=== Excerpted passage ===
————
Apart from this, sensitivity of TCDC-induced cholestasis toward specific inhibitors points to the involvement of distinct signaling pathways stimulated by TCDC. As demonstrated recently in HepG2 cells transfected with rat Ntcp, activation of PKC induces a rapid endocytosis of Ntcp.17

Up-regulation of Ntcp by insertion of Ntcp into the plasma membrane is mediated by phosphoinositide-3-kinase (PI3K) signaling pathway and protein phosphatase 2B (PP2B)-mediated dephosphorylation of Ntcp.43-45 In line with this, inhibition of PI3K by wortmannin significantly decreased bile salt uptake independent of TC- or TCDC-stimulation (Figs. 6A, 7A; Supporting Fig. 9A-C), indicating that PI3K is constitutively active under these conditions.

Inhibition of PKC by chelerythrine significantly modulates TC net uptake in perfused rat livers in TCDC-, but not in TC-stimulated livers (Figs. 6B, 7A; Supporting Fig. 9D-F), which is in line with an involvement of PKC-isoforms in bile secretion.21, 26, 46, 47 The identification of the responsible isoform needs further investigation.

TUDC or cell swelling is mediated by dual activation of p38MAPK and Erk1/2, which regulate insertion of Bsep into the canalicular membrane and result in choleresis.25, 48, 49 Upstream signaling involves integrin sensing, focal adhesion kinases (FAK), and Src kinase activation.50 In contrast, in isolated rat hepatocytes, inhibition of MEK1, an upstream effector of Erk1/2, failed to affect cell swelling-induced translocation of Ntcp to the plasma membrane.20 Here, PD98059 or the p38MAPK inhibitor SB202190 had no significant effect on TCDC-dependent reduction of TC uptake, indicating that Erk1/2 and p38MAPK are not downstream effectors of TCDC. Likewise, the involvement of ROS seems unlikely.

It was shown in isolated rat hepatocytes that PP2B is involved in cAMP-induced exocytosis of Ntcp,44 whereas PP2A indirectly influenced cAMP-induced translocation of Ntcp.51 In our setup cypermethrin (an inhibitor of PP2B) but not okadaic acid (an inhibitor of PP2A) significantly inhibited TCDC-induced decrease in net uptake of TC (Fig. 7; Supporting Fig. 9,G-L). Hence, TCDC-dependent regulation of Ntcp activity partly involves PP2B but not PP2A.
————
=== Data shown ===
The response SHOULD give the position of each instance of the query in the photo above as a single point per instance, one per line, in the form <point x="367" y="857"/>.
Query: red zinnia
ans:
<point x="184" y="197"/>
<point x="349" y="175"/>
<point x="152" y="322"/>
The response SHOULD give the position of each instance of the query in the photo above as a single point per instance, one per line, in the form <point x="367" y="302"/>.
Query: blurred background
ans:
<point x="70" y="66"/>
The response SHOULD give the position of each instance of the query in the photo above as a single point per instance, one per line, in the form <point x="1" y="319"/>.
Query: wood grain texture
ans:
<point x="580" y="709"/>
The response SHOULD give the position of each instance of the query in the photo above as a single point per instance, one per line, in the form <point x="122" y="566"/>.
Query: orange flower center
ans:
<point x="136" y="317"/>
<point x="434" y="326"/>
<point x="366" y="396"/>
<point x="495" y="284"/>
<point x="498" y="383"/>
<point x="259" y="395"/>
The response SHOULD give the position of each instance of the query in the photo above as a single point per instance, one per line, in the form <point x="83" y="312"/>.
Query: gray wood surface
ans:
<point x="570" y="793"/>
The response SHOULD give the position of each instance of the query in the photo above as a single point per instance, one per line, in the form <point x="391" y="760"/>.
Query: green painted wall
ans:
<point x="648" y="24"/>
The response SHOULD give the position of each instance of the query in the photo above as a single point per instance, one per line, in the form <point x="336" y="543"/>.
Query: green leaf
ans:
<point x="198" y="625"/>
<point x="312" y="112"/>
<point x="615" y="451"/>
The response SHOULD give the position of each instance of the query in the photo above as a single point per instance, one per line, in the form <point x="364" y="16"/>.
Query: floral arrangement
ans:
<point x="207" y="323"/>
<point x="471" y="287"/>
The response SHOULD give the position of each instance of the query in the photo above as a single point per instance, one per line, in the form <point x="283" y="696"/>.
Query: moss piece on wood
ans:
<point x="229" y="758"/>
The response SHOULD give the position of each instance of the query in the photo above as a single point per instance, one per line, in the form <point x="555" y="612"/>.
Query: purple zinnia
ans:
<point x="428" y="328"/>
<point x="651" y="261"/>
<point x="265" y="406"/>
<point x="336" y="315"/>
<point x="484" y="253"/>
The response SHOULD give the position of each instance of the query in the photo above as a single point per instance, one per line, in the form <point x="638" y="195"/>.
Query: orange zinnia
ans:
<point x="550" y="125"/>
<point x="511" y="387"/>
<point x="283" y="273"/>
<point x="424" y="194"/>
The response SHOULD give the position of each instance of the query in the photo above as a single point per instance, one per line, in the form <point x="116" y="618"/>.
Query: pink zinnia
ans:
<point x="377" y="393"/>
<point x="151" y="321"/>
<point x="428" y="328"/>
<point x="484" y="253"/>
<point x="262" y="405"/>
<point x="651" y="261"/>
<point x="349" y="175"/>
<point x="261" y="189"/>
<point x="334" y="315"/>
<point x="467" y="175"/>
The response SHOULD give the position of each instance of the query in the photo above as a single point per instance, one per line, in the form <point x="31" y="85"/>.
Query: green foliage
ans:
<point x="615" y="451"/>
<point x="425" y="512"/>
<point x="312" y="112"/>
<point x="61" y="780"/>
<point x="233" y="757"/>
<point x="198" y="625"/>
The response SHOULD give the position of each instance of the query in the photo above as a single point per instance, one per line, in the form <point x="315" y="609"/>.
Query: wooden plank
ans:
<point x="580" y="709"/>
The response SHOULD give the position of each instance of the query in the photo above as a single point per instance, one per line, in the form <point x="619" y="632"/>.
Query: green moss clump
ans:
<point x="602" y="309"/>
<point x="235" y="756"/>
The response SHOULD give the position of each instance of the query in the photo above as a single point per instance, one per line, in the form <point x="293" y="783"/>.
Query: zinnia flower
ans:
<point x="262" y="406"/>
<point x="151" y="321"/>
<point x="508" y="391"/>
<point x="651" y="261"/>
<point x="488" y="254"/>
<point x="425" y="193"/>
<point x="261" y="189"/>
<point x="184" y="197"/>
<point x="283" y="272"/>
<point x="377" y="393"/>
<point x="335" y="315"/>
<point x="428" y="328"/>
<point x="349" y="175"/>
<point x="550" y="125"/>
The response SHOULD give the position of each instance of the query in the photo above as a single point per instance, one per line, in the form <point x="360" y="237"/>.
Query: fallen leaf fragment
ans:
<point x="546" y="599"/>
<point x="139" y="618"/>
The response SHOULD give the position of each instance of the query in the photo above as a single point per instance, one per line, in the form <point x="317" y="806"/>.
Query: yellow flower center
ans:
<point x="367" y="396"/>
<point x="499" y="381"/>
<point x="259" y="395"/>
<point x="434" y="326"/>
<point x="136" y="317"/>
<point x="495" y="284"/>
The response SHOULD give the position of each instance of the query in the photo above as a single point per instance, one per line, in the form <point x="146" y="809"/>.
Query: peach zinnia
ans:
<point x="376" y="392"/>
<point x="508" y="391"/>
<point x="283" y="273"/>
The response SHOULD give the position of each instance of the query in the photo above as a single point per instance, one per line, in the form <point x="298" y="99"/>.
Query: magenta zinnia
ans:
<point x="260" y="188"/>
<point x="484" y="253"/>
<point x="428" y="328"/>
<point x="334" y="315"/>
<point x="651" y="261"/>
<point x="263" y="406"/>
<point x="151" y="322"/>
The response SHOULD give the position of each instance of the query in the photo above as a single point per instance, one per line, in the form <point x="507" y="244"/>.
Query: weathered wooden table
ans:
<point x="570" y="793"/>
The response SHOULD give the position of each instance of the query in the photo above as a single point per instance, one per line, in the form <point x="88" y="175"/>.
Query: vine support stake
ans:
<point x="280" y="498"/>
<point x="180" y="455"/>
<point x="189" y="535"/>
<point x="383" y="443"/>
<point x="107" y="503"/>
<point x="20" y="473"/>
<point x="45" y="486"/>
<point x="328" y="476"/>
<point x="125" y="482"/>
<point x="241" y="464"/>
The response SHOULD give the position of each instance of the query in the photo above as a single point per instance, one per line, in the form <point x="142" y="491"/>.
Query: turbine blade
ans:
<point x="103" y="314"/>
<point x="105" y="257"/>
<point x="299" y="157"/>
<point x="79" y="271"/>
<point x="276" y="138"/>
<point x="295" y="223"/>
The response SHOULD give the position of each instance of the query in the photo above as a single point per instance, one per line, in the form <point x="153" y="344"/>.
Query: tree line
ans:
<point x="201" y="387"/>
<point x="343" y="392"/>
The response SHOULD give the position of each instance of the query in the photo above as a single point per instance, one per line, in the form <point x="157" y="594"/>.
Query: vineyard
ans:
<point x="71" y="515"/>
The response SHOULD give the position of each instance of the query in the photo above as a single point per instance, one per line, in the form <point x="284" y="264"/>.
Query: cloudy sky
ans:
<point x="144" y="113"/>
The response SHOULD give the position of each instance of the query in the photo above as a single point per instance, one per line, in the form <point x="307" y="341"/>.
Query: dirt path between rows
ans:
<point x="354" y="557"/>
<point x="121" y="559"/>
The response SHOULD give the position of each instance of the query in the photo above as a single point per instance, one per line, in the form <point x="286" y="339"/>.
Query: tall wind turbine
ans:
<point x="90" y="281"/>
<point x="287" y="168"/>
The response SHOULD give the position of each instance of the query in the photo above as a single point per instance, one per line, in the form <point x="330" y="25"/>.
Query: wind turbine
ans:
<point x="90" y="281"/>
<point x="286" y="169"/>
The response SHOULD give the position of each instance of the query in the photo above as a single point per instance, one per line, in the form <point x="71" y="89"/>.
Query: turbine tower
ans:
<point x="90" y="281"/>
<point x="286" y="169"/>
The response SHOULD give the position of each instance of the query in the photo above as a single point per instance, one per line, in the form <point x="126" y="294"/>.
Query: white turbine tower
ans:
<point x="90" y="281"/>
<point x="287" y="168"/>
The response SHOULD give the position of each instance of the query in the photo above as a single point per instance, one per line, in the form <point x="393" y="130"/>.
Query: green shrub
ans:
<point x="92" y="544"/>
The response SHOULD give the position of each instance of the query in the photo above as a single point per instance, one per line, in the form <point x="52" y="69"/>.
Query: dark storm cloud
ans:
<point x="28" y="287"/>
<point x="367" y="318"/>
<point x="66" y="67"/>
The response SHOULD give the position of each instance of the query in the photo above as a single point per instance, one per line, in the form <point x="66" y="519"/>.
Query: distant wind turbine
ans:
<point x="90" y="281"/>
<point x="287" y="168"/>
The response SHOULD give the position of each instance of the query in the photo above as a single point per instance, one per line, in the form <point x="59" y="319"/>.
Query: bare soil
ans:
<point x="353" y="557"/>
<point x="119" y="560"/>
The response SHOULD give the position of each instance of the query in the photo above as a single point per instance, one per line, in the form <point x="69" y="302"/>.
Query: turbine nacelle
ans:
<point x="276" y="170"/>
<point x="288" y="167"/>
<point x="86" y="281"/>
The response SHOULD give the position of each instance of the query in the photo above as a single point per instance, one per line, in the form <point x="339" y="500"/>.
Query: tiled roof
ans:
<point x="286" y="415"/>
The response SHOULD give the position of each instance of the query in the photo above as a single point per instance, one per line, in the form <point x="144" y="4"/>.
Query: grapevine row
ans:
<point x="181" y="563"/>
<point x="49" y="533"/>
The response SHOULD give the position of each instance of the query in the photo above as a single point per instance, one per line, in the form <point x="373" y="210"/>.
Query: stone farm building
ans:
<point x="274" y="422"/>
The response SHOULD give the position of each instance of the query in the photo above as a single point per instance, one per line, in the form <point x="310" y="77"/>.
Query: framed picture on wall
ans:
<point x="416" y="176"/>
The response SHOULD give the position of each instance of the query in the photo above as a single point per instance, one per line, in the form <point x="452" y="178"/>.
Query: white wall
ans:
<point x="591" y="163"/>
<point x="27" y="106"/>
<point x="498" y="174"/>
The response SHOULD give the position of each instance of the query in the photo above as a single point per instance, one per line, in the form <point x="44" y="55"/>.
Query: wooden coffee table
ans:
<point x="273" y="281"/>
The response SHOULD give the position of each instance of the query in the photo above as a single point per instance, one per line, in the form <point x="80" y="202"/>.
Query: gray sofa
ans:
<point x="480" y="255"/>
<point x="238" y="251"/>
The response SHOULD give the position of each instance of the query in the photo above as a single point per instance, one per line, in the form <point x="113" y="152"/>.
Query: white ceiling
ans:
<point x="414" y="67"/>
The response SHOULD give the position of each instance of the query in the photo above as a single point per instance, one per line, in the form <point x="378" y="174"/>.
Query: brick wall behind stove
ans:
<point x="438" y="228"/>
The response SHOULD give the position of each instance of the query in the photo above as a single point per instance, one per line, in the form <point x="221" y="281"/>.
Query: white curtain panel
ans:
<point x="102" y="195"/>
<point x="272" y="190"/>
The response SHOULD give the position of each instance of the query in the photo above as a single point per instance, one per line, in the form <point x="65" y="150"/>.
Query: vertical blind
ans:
————
=== Assignment 1 ===
Shorten the paragraph of the bile salt uptake passage that begins "It was shown in isolated rat hepatocytes" into a brief list, keeping its main facts.
=== Assignment 2 ===
List every inhibitor compound named in the bile salt uptake passage.
=== Assignment 3 ===
Write out the part of the bile salt uptake passage that opens with the words containing "It was shown" and closes with "but not PP2A.".
The rows have no connection to the text.

=== Problem solution 1 ===
- In isolated rat hepatocytes, PP2B is involved in cAMP-induced exocytosis of Ntcp. PP2A indirectly influences cAMP-induced translocation of Ntcp.
- In this setup, cypermethrin (a PP2B inhibitor) significantly inhibited the TCDC-induced decrease in TC net uptake. Okadaic acid (a PP2A inhibitor) did not.
- TCDC-dependent regulation of Ntcp activity therefore partly involves PP2B but not PP2A.

=== Problem solution 2 ===
- wortmannin
- chelerythrine
- PD98059
- SB202190
- cypermethrin
- okadaic acid

=== Problem solution 3 ===
It was shown in isolated rat hepatocytes that PP2B is involved in cAMP-induced exocytosis of Ntcp,44 whereas PP2A indirectly influenced cAMP-induced translocation of Ntcp.51 In our setup cypermethrin (an inhibitor of PP2B) but not okadaic acid (an inhibitor of PP2A) significantly inhibited TCDC-induced decrease in net uptake of TC (Fig. 7; Supporting Fig. 9,G-L). Hence, TCDC-dependent regulation of Ntcp activity partly involves PP2B but not PP2A.